Rewrite all of the lines below with "Per instance" changed to "For each instance" everywhere it appears, keeping everything else the same. Leave the pictures out.

****

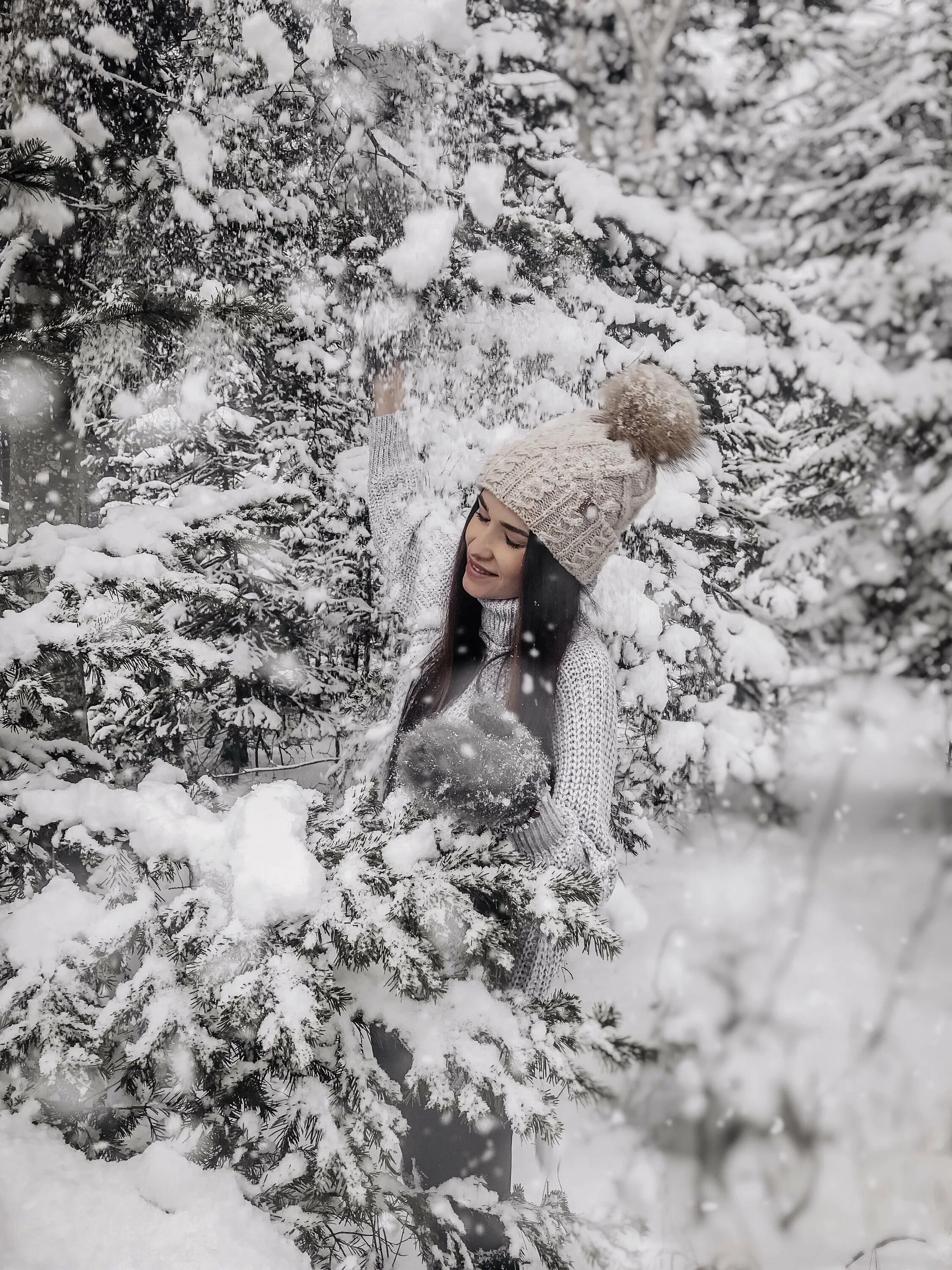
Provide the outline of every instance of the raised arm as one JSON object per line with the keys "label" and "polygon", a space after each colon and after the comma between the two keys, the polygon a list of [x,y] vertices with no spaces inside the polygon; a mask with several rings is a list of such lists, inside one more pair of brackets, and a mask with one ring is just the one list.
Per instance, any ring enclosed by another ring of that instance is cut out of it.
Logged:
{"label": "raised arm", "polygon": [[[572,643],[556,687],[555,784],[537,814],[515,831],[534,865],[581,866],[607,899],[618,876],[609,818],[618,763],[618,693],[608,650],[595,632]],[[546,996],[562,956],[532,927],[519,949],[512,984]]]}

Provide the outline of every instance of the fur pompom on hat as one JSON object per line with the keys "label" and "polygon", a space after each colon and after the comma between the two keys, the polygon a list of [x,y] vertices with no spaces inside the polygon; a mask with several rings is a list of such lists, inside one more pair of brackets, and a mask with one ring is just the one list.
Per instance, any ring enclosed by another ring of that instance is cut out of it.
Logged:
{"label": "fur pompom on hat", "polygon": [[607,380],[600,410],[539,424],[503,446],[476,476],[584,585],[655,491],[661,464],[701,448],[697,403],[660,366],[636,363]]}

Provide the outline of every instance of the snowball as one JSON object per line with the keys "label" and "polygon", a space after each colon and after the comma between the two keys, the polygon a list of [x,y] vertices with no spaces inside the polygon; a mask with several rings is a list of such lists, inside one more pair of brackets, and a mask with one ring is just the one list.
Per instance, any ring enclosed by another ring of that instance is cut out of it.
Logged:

****

*Result of this exercise*
Provide the outline of every instance of the raised arm as one JSON object per line with the keys "label" and "polygon", a space after each colon and after the comma between the two keys, the polygon a list of [x,y] vertices with no spaces inside the polygon; a mask with several rings is a list of such lists, inside one more pair of brackets, and a mask with one ring is just the one list.
For each instance, any ring enclosed by another ring of that instance is cut out of it.
Logged:
{"label": "raised arm", "polygon": [[[572,643],[556,687],[555,784],[537,814],[515,831],[534,865],[581,866],[607,899],[618,876],[609,818],[618,763],[618,693],[608,650],[595,632]],[[546,996],[562,956],[532,927],[519,949],[512,984]]]}

Provide the outline of every instance of the fur pompom on hat as one JSON object per line with the keys "label" and "polygon", a space after each colon and after the comma between the two keys, the polygon a list of [x,y] vertices with no spaces inside the polygon; a mask with several rings is a list of such lists, inside one more pair of brackets, and a mask with one ring is just the one list.
For each instance, any ring enclosed by another ring of that instance is cut out of it.
Logged:
{"label": "fur pompom on hat", "polygon": [[607,380],[600,410],[539,424],[503,446],[476,476],[584,585],[655,491],[661,464],[701,448],[697,403],[660,366],[636,363]]}

Provide the outline of every instance of the snowball as one JSON object per line with the keys "label" and "polygon", a space after each colon and after the comma between the two keys, the polygon a list of [x,y] vertices with no spaces inside the polygon; a mask with several rings is a list of such lists, inside one more pair of brackets, and a mask with one ring is just the one list.
For each instance, any ring enclosed by another ring of that instance is cut out of it.
Logged:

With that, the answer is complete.